**WHAT TO DO**
Scan the entries below for the string "pattern" and copy every line where it turns up.

**RECORDS SHOWN**

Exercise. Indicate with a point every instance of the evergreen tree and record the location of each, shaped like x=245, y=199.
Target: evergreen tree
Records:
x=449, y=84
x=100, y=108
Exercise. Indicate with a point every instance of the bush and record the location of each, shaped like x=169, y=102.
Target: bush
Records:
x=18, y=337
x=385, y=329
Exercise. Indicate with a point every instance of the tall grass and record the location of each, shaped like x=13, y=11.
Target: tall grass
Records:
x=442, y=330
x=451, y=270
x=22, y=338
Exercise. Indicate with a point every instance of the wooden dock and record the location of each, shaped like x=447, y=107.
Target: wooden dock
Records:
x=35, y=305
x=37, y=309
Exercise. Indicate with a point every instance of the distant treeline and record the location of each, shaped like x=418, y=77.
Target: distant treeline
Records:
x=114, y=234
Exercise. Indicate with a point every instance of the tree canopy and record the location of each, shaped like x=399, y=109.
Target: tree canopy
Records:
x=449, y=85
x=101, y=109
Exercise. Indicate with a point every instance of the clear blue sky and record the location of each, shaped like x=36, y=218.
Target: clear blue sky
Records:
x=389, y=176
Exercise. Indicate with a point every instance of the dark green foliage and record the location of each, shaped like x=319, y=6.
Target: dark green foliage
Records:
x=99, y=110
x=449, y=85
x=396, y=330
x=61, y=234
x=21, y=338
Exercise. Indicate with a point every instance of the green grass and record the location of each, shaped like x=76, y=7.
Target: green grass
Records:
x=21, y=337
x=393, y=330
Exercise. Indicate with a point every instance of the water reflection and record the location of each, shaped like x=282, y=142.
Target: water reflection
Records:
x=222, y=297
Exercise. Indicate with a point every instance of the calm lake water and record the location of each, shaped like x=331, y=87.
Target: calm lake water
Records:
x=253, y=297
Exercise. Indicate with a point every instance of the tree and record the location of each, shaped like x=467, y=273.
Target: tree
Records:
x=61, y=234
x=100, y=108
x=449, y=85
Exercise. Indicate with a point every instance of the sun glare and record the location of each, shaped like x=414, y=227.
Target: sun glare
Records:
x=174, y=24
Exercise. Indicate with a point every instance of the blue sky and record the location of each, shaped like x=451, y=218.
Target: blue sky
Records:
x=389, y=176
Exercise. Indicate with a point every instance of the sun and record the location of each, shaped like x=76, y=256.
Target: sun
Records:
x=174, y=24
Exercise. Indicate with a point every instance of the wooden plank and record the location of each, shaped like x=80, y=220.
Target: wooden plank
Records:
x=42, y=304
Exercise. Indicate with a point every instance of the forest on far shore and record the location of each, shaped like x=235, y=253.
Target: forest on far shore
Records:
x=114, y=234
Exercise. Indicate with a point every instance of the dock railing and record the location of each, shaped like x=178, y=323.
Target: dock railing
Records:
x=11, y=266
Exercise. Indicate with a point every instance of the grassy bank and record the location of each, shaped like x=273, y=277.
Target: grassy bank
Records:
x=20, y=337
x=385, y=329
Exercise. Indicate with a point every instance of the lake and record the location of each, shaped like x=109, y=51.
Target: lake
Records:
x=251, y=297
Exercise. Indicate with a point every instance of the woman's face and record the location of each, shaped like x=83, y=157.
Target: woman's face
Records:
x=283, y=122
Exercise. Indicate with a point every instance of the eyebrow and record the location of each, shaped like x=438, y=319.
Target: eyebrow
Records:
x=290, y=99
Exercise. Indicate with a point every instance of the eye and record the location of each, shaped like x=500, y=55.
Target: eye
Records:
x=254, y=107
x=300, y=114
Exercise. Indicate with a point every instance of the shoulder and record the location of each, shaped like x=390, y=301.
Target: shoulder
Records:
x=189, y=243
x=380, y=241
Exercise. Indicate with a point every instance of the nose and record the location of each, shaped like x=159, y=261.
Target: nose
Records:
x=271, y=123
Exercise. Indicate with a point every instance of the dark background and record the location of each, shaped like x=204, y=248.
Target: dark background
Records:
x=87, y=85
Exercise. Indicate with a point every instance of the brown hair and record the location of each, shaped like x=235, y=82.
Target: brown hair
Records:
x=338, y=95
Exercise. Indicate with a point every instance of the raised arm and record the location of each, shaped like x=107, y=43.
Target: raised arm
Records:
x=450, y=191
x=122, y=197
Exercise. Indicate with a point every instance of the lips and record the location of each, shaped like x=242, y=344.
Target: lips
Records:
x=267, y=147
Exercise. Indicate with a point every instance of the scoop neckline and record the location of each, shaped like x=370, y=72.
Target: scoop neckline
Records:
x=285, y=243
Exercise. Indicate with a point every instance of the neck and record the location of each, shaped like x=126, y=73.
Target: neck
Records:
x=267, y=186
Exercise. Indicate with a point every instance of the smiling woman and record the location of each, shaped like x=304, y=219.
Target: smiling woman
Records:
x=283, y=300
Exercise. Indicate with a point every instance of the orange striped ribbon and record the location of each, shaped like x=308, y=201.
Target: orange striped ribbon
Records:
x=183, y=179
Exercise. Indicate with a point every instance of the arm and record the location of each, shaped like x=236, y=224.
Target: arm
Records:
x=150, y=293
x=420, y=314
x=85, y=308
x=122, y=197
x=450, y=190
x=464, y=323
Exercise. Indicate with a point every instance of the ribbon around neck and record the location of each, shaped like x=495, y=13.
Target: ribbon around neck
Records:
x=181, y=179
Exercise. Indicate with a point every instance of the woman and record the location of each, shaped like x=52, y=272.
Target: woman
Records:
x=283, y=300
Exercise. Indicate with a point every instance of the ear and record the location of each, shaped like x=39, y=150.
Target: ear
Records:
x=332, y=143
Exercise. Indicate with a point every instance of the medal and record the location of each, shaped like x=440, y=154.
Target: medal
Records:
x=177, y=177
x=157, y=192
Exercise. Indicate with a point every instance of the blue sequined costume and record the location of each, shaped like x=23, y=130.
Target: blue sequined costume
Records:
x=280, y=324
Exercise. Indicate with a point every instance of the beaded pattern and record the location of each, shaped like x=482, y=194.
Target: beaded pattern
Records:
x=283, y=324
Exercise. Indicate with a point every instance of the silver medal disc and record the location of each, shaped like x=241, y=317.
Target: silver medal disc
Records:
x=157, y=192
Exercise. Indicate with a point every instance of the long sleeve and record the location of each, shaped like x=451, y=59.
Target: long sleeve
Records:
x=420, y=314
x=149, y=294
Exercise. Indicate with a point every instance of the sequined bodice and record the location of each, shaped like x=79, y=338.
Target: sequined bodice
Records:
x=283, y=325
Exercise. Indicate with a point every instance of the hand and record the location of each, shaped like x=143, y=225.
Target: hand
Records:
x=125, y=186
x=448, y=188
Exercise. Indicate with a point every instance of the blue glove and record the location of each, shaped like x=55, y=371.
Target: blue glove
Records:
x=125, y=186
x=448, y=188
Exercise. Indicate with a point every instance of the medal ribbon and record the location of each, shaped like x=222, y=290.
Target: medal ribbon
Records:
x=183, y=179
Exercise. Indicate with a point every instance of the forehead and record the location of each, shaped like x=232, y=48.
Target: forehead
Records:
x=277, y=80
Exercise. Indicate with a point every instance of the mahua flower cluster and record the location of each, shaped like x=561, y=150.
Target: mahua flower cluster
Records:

**YOUR RESPONSE**
Exercise. Indicate with a point every instance of the beaded pattern and record the location of each, shaped like x=482, y=194.
Target: beaded pattern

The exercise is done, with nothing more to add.